• [Study text]:
━━━━━━━━
Epigenome studies are expanding our understanding of how the environment influences human health and disease. To explore this leading edge of environmental health science, the NIEHS-funded Center for Human Health and the Environment (CHHE) at North Carolina State University (NCSU) held a Feb. 8 symposium titled “Epigenetics, Environment, and Human Health.” The epigenome refers to the heritable changes to DNA that affect its function without altering the genetic sequence.
“The symposium fostered an exchange that will enhance everybody’s insights and research,” said CHHE Director Rob Smart, Ph.D. “A great deal of enthusiasm came through in the talks, as well as in the poster sessions, where the room was buzzing with energy.”
Approximately 130 attendees and poster presenters from area research institutions attended, including NIEHS scientists, postdocs, and leadership.
Identical twins are not identical
Opening speaker Randy Jirtle, Ph.D., from NCSU, noted that although we are living through the era of the genome, intriguing questions remain. For example, why do individuals, especially identical twins, vary in their susceptibility to disease? “Even though their genomes are the same, their epigenomes are not,” he observed.
━━━━━━━━
• [Given information]:
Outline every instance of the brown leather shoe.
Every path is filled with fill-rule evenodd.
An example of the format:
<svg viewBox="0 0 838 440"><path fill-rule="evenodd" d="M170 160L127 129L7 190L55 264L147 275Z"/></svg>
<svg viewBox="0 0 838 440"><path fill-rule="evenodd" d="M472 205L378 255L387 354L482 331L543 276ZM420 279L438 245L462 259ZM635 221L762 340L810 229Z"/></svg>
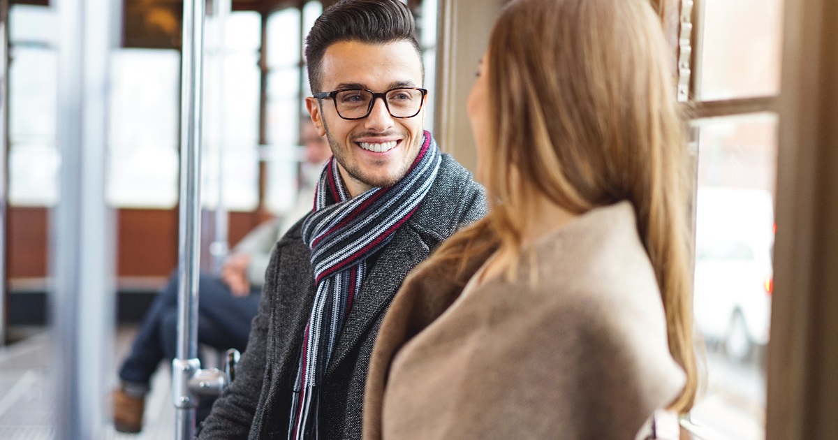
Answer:
<svg viewBox="0 0 838 440"><path fill-rule="evenodd" d="M142 430L145 397L132 397L122 390L113 391L113 426L120 432L139 432Z"/></svg>

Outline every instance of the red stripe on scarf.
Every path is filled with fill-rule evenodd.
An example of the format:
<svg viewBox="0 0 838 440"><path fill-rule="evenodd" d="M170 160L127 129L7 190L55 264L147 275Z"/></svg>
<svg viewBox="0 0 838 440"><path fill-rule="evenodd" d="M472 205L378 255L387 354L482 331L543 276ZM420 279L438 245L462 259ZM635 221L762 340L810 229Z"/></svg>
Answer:
<svg viewBox="0 0 838 440"><path fill-rule="evenodd" d="M350 255L348 257L344 258L339 263L333 266L332 267L329 267L326 271L323 271L323 272L321 273L320 276L317 277L317 279L315 280L315 282L319 283L321 280L323 280L323 278L328 277L329 275L332 275L333 273L337 272L340 272L340 270L343 269L344 267L345 267L348 264L354 263L354 261L353 259L355 257L355 256L357 256L359 254L363 255L364 253L365 253L370 249L372 249L373 247L375 247L382 241L384 241L385 238L387 238L390 236L391 232L392 232L392 231L399 229L399 226L404 225L405 222L406 222L411 218L411 215L413 215L413 213L416 212L416 210L417 208L419 208L418 205L416 205L416 208L413 208L413 210L411 210L404 217L402 217L401 220L399 220L399 221L397 221L395 224L393 224L392 226L391 226L390 228L388 228L382 234L379 235L378 237L375 238L375 240L373 240L372 241L370 241L367 246L365 246L360 248L360 250L356 251L352 255Z"/></svg>

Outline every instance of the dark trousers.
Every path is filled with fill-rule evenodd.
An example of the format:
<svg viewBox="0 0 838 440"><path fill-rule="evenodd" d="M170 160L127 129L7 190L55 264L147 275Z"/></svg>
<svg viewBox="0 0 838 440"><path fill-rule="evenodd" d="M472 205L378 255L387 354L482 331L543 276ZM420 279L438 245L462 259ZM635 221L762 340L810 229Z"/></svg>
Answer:
<svg viewBox="0 0 838 440"><path fill-rule="evenodd" d="M244 351L251 321L259 308L259 291L253 290L250 295L236 298L219 277L201 275L198 293L198 342L220 349L232 348ZM120 379L147 385L160 361L171 361L174 358L178 338L178 280L175 275L142 318L131 352L120 368Z"/></svg>

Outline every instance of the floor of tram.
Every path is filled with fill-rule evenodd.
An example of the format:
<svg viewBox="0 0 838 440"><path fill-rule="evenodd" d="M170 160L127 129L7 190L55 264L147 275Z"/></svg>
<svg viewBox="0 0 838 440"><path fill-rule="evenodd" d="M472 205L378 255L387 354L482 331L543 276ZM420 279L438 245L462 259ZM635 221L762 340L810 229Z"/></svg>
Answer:
<svg viewBox="0 0 838 440"><path fill-rule="evenodd" d="M52 440L54 394L50 387L54 369L52 344L44 327L13 329L21 340L0 347L0 438L3 440ZM116 329L112 370L122 360L137 332L137 325ZM11 331L10 331L11 333ZM106 379L116 383L116 372ZM152 391L146 400L142 432L122 434L111 427L106 439L151 440L173 438L175 414L172 405L171 376L161 368L152 380Z"/></svg>

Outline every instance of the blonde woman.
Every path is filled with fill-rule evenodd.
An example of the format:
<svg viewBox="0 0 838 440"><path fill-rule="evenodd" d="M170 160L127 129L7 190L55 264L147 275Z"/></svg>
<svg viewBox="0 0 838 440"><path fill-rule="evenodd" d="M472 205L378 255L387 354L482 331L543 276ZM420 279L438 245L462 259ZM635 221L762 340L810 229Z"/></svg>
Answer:
<svg viewBox="0 0 838 440"><path fill-rule="evenodd" d="M646 0L520 0L468 111L492 202L381 324L366 438L644 437L696 396L684 122Z"/></svg>

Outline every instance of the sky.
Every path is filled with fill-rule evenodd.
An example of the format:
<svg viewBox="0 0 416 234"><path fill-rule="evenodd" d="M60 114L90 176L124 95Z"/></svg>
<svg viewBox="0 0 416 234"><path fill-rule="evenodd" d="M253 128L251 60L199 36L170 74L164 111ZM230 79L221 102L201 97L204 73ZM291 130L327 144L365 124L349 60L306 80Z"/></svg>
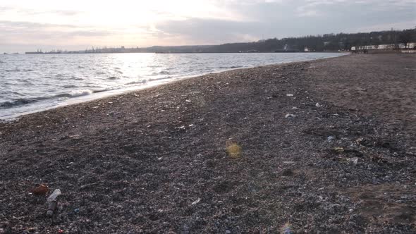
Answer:
<svg viewBox="0 0 416 234"><path fill-rule="evenodd" d="M218 44L416 27L416 0L0 0L0 52Z"/></svg>

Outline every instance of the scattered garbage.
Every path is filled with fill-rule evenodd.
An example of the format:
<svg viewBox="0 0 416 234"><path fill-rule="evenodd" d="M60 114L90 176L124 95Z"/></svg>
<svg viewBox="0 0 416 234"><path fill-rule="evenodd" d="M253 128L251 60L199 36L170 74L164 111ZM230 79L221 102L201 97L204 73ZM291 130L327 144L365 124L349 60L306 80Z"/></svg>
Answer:
<svg viewBox="0 0 416 234"><path fill-rule="evenodd" d="M231 159L238 159L241 157L243 149L237 143L226 143L226 152Z"/></svg>
<svg viewBox="0 0 416 234"><path fill-rule="evenodd" d="M200 203L200 202L201 202L201 199L198 197L198 199L197 199L195 202L193 202L191 204L193 205L196 205L197 204Z"/></svg>
<svg viewBox="0 0 416 234"><path fill-rule="evenodd" d="M357 166L357 164L358 164L358 158L356 156L351 159L348 159L348 161L351 165Z"/></svg>
<svg viewBox="0 0 416 234"><path fill-rule="evenodd" d="M290 223L288 222L286 223L281 228L281 233L282 234L292 234L292 228L290 227Z"/></svg>
<svg viewBox="0 0 416 234"><path fill-rule="evenodd" d="M47 185L42 184L36 187L32 190L32 193L35 195L45 195L49 191Z"/></svg>
<svg viewBox="0 0 416 234"><path fill-rule="evenodd" d="M48 204L48 211L47 211L47 216L48 217L51 217L54 215L54 212L56 209L56 207L58 207L58 201L56 201L56 198L61 194L62 192L61 192L61 190L58 188L56 189L49 197L47 198L47 203Z"/></svg>
<svg viewBox="0 0 416 234"><path fill-rule="evenodd" d="M290 168L285 168L281 172L283 176L292 176L293 174L293 171Z"/></svg>
<svg viewBox="0 0 416 234"><path fill-rule="evenodd" d="M328 138L326 138L326 140L327 140L329 142L331 142L331 141L333 141L333 140L335 140L335 137L334 137L334 136L329 136L329 137L328 137Z"/></svg>
<svg viewBox="0 0 416 234"><path fill-rule="evenodd" d="M334 151L335 151L337 153L342 153L344 152L344 148L343 147L335 147L334 148Z"/></svg>

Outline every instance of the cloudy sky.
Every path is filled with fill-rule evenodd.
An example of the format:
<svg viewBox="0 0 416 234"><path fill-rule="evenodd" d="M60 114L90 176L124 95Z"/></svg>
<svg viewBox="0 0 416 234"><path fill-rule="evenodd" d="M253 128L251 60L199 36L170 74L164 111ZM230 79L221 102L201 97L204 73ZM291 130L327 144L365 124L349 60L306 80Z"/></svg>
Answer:
<svg viewBox="0 0 416 234"><path fill-rule="evenodd" d="M0 51L414 28L416 0L0 0Z"/></svg>

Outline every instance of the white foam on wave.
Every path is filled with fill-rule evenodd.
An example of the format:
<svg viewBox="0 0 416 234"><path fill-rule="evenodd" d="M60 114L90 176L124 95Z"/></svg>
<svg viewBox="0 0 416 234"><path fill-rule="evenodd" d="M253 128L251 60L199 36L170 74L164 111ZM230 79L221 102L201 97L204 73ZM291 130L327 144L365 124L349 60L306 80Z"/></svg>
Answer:
<svg viewBox="0 0 416 234"><path fill-rule="evenodd" d="M71 97L80 97L80 96L85 96L90 95L93 93L92 90L72 90L69 92L69 94Z"/></svg>

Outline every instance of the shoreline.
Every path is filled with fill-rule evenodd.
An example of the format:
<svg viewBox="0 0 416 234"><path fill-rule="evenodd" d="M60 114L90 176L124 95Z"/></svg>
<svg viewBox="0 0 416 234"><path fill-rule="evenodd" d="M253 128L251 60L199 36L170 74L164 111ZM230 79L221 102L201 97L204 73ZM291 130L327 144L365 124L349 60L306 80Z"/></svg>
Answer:
<svg viewBox="0 0 416 234"><path fill-rule="evenodd" d="M312 52L311 52L311 53L312 53ZM313 52L313 53L324 53L324 52ZM325 53L326 53L326 52L325 52ZM56 108L61 108L61 107L63 107L63 106L78 104L82 103L82 102L87 102L87 101L94 101L94 100L97 100L97 99L107 98L109 97L120 95L120 94L128 93L130 92L137 92L137 91L140 91L140 90L143 90L152 88L154 87L157 87L159 85L169 85L169 84L171 84L173 82L177 82L179 80L190 79L190 78L197 78L198 77L201 77L201 76L204 76L204 75L209 75L209 74L216 74L216 73L220 73L227 72L227 71L231 71L231 70L234 70L250 69L250 68L258 68L258 67L262 67L262 66L278 66L278 65L281 65L281 64L290 64L290 63L302 63L302 62L310 61L319 61L322 59L329 59L329 58L338 58L338 57L341 57L341 56L343 56L350 55L350 54L349 54L349 53L334 52L334 54L342 54L342 55L340 55L336 57L331 57L331 58L317 58L317 59L312 59L312 60L311 59L305 59L305 60L301 60L301 61L288 61L288 62L282 62L282 63L279 63L264 64L264 65L261 65L261 66L238 67L238 68L229 68L229 69L221 70L218 70L218 71L214 71L214 72L205 73L201 73L201 74L197 74L197 75L179 76L179 77L173 78L172 80L159 81L159 82L156 81L153 84L149 84L149 85L142 85L142 86L132 86L132 87L126 87L123 89L111 90L104 91L104 92L97 92L97 93L93 93L93 94L90 94L88 95L83 95L83 96L80 96L80 97L74 97L74 98L71 98L71 99L66 100L65 101L59 102L59 104L57 104L54 106L47 106L47 107L40 108L38 109L31 110L31 111L25 111L25 112L22 112L22 113L16 113L16 114L12 114L12 115L8 115L8 116L0 116L0 121L13 121L16 119L18 119L18 118L20 116L34 113L42 112L42 111L45 111L47 110L54 109Z"/></svg>
<svg viewBox="0 0 416 234"><path fill-rule="evenodd" d="M415 58L236 69L0 123L0 228L413 233ZM63 192L53 218L40 183Z"/></svg>

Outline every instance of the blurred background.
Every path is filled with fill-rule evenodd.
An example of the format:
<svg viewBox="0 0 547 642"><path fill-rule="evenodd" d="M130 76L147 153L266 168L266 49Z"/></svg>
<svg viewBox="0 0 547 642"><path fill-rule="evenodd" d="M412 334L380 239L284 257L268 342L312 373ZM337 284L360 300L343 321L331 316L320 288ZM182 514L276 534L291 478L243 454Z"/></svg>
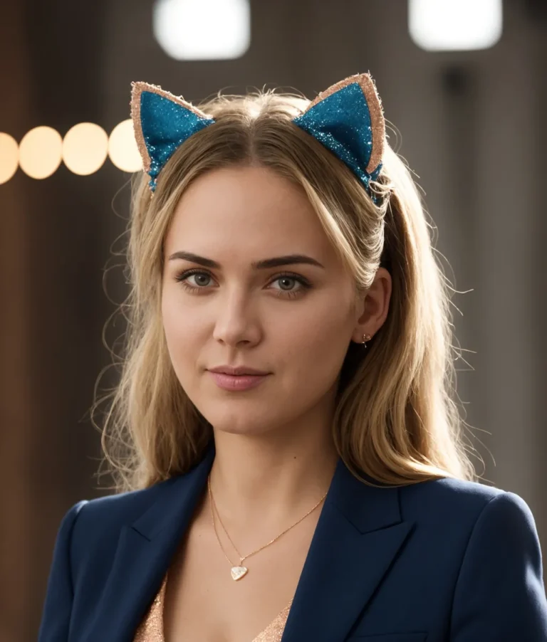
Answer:
<svg viewBox="0 0 547 642"><path fill-rule="evenodd" d="M547 550L546 36L544 0L3 0L1 642L36 639L61 520L109 492L89 409L126 293L132 80L196 102L371 72L459 293L477 471Z"/></svg>

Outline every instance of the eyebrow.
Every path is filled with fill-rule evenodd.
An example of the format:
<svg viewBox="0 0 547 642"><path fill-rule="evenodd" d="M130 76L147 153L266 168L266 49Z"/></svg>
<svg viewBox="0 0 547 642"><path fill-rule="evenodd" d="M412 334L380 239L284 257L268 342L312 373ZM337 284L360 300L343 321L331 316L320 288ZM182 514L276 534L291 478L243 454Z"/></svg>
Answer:
<svg viewBox="0 0 547 642"><path fill-rule="evenodd" d="M169 261L174 261L177 258L182 258L186 261L198 263L205 268L212 268L215 270L221 270L222 266L219 263L213 261L212 258L206 258L204 256L199 256L198 254L194 254L192 252L184 252L179 251L171 254ZM278 268L281 265L291 265L295 264L307 263L310 265L316 265L318 268L325 269L325 266L312 258L311 256L306 256L305 254L287 254L285 256L274 256L272 258L265 258L262 261L253 261L251 266L254 270L265 270L269 268Z"/></svg>

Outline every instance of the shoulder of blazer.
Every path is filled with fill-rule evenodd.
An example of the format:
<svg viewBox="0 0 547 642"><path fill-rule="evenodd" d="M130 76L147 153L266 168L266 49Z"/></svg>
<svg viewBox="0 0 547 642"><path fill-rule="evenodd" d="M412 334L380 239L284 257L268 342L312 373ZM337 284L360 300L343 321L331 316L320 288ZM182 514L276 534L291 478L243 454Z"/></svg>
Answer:
<svg viewBox="0 0 547 642"><path fill-rule="evenodd" d="M110 546L115 547L122 528L142 515L177 480L180 480L180 475L147 488L78 502L83 505L72 534L71 549L74 559L78 559L84 554L87 557L98 547L101 550Z"/></svg>
<svg viewBox="0 0 547 642"><path fill-rule="evenodd" d="M491 500L506 493L479 482L447 477L405 486L401 491L405 518L457 522L464 527L474 524Z"/></svg>

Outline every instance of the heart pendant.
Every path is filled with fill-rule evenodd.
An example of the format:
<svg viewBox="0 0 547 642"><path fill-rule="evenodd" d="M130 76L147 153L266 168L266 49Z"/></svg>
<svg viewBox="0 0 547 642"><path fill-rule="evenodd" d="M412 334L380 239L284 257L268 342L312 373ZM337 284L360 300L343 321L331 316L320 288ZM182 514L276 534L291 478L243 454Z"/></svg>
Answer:
<svg viewBox="0 0 547 642"><path fill-rule="evenodd" d="M241 579L244 575L246 575L249 569L245 567L232 567L231 569L231 579L236 582Z"/></svg>

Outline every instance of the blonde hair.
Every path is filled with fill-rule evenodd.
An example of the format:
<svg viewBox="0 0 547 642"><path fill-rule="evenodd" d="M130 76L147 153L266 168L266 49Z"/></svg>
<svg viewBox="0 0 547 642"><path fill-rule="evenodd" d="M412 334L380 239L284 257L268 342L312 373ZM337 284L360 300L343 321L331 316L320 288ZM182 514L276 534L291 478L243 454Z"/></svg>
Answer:
<svg viewBox="0 0 547 642"><path fill-rule="evenodd" d="M449 286L410 173L387 144L382 172L372 184L375 204L341 161L291 122L308 104L274 91L217 96L199 105L215 124L175 151L153 198L147 175L134 186L120 379L106 396L95 397L92 410L116 492L187 472L212 436L167 350L160 310L163 243L189 184L231 164L269 167L303 188L355 278L356 294L370 287L379 266L391 274L385 322L365 350L350 344L340 372L333 436L346 465L359 478L364 473L389 485L475 478L452 394ZM93 418L104 401L109 404L100 426Z"/></svg>

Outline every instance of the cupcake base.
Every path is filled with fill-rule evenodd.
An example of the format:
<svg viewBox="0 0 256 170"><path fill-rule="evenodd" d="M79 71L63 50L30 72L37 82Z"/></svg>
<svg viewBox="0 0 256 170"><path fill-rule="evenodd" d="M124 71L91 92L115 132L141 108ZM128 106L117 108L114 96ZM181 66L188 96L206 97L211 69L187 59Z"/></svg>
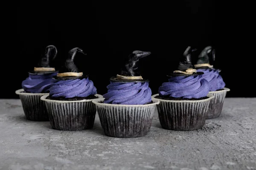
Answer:
<svg viewBox="0 0 256 170"><path fill-rule="evenodd" d="M127 105L103 103L104 99L96 99L100 123L105 134L118 138L142 136L149 131L155 106L159 101L147 105Z"/></svg>
<svg viewBox="0 0 256 170"><path fill-rule="evenodd" d="M15 91L21 101L26 119L33 121L49 121L49 119L44 102L41 97L47 93L25 93L21 89Z"/></svg>
<svg viewBox="0 0 256 170"><path fill-rule="evenodd" d="M220 116L222 110L222 107L227 92L230 91L229 88L224 88L222 90L209 92L209 94L213 95L214 98L211 100L210 102L206 119L216 118Z"/></svg>
<svg viewBox="0 0 256 170"><path fill-rule="evenodd" d="M152 96L153 99L158 94ZM193 130L201 128L205 122L211 99L175 101L158 99L158 118L163 128L173 130Z"/></svg>
<svg viewBox="0 0 256 170"><path fill-rule="evenodd" d="M80 130L92 128L94 124L96 108L93 99L61 101L47 99L45 102L51 125L53 128L62 130ZM96 94L98 98L103 97Z"/></svg>

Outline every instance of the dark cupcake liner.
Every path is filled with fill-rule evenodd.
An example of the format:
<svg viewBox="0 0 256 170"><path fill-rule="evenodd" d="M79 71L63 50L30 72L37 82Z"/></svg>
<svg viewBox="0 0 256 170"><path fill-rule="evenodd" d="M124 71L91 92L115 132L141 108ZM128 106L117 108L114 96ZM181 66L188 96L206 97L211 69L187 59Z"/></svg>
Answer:
<svg viewBox="0 0 256 170"><path fill-rule="evenodd" d="M102 95L96 94L99 98ZM62 130L80 130L93 127L96 107L92 99L61 101L46 99L45 102L51 125L53 129Z"/></svg>
<svg viewBox="0 0 256 170"><path fill-rule="evenodd" d="M152 98L158 94L152 96ZM198 100L169 100L158 99L158 117L162 127L173 130L193 130L204 126L211 99Z"/></svg>
<svg viewBox="0 0 256 170"><path fill-rule="evenodd" d="M24 93L23 89L17 90L21 101L26 118L33 121L49 121L49 119L44 102L41 97L47 93Z"/></svg>
<svg viewBox="0 0 256 170"><path fill-rule="evenodd" d="M152 99L147 105L114 105L101 103L104 99L93 100L100 123L106 135L119 138L133 138L147 134L150 129L156 105Z"/></svg>
<svg viewBox="0 0 256 170"><path fill-rule="evenodd" d="M224 88L224 89L221 91L209 92L209 94L213 95L214 98L210 102L207 119L216 118L221 115L227 92L230 91L228 88Z"/></svg>

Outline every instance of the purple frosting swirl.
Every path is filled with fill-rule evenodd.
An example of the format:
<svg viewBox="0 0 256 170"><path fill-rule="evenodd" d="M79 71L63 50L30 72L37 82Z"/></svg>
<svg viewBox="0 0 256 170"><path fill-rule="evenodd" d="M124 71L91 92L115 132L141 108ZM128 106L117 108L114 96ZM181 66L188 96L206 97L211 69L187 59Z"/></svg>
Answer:
<svg viewBox="0 0 256 170"><path fill-rule="evenodd" d="M53 79L52 85L50 96L53 97L85 97L97 94L93 83L88 77L64 80Z"/></svg>
<svg viewBox="0 0 256 170"><path fill-rule="evenodd" d="M44 74L32 74L22 82L21 86L25 92L32 93L47 93L51 87L52 78L56 76L57 72Z"/></svg>
<svg viewBox="0 0 256 170"><path fill-rule="evenodd" d="M144 105L151 102L148 82L111 82L103 102L119 105Z"/></svg>
<svg viewBox="0 0 256 170"><path fill-rule="evenodd" d="M216 91L222 89L226 85L221 76L217 70L209 69L199 69L197 72L203 72L203 78L209 82L210 91Z"/></svg>
<svg viewBox="0 0 256 170"><path fill-rule="evenodd" d="M169 79L169 81L159 88L160 96L198 99L206 97L209 92L209 83L203 79L202 75L174 76Z"/></svg>

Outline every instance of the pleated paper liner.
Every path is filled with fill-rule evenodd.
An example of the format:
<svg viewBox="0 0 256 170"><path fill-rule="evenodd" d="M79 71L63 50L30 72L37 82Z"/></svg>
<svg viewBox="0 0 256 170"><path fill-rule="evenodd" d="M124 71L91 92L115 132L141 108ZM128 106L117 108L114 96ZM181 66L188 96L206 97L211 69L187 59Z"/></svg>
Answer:
<svg viewBox="0 0 256 170"><path fill-rule="evenodd" d="M222 107L227 92L230 91L229 88L224 88L224 90L222 90L209 92L209 94L213 95L214 98L210 102L206 119L216 118L220 116L222 110Z"/></svg>
<svg viewBox="0 0 256 170"><path fill-rule="evenodd" d="M132 138L145 135L149 131L157 99L153 103L128 105L103 103L104 99L93 101L96 105L100 123L106 135Z"/></svg>
<svg viewBox="0 0 256 170"><path fill-rule="evenodd" d="M99 98L103 96L96 94ZM47 99L43 96L41 100L45 102L50 123L53 128L62 130L79 130L93 127L96 114L95 99L77 101L60 101Z"/></svg>
<svg viewBox="0 0 256 170"><path fill-rule="evenodd" d="M153 99L159 94L152 96ZM169 100L159 99L158 117L163 128L173 130L193 130L204 126L210 102L214 96L198 100Z"/></svg>
<svg viewBox="0 0 256 170"><path fill-rule="evenodd" d="M48 93L24 93L21 89L15 91L21 101L26 118L34 121L49 121L48 115L44 102L40 98Z"/></svg>

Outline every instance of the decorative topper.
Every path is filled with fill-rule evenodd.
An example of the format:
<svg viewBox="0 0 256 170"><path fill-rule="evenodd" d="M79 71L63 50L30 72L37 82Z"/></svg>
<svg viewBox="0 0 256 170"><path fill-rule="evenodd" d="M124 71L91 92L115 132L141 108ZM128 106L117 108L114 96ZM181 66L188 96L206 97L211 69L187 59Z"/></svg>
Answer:
<svg viewBox="0 0 256 170"><path fill-rule="evenodd" d="M51 64L57 55L57 48L54 45L50 45L45 48L44 54L42 55L38 63L38 67L34 68L32 74L48 74L55 71L55 68L52 67Z"/></svg>
<svg viewBox="0 0 256 170"><path fill-rule="evenodd" d="M201 73L197 74L196 70L192 64L191 54L196 50L188 46L180 58L177 70L173 71L173 74L170 74L168 76L186 76L201 74Z"/></svg>
<svg viewBox="0 0 256 170"><path fill-rule="evenodd" d="M213 66L210 64L210 60L215 60L215 50L211 46L205 47L198 55L196 64L195 67L198 68L212 68Z"/></svg>
<svg viewBox="0 0 256 170"><path fill-rule="evenodd" d="M74 59L78 53L81 53L85 55L83 50L79 48L75 48L68 52L68 56L66 59L64 65L61 68L56 79L74 79L81 78L83 72L80 72L79 69L75 64Z"/></svg>
<svg viewBox="0 0 256 170"><path fill-rule="evenodd" d="M120 74L112 77L111 80L116 82L141 82L148 81L143 79L138 70L139 60L150 54L150 52L134 51L129 55Z"/></svg>

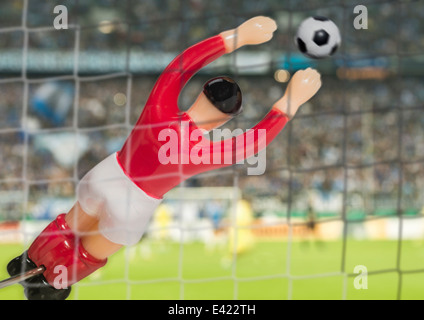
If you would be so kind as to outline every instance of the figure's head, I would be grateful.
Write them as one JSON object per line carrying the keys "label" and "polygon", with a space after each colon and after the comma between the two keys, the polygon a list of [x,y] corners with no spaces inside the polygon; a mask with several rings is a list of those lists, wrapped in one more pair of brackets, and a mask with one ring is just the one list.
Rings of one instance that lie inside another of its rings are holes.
━━━━━━━━
• [Work to complete]:
- 1) In the epigenetics symposium text, what does the epigenome refer to?
- 2) Condense the paragraph of the epigenetics symposium text that begins "Epigenome studies are expanding" into a bulleted list that keeps its main facts.

• [Written answers]:
- 1) The heritable changes to DNA that affect its function without altering the genetic sequence.

- 2)
- Epigenome studies are expanding understanding of how the environment influences human health and disease.
- The NIEHS-funded Center for Human Health and the Environment (CHHE) at North Carolina State University held a symposium on Feb. 8, titled "Epigenetics, Environment, and Human Health."
- The epigenome refers to heritable changes to DNA that affect its function without altering the genetic sequence.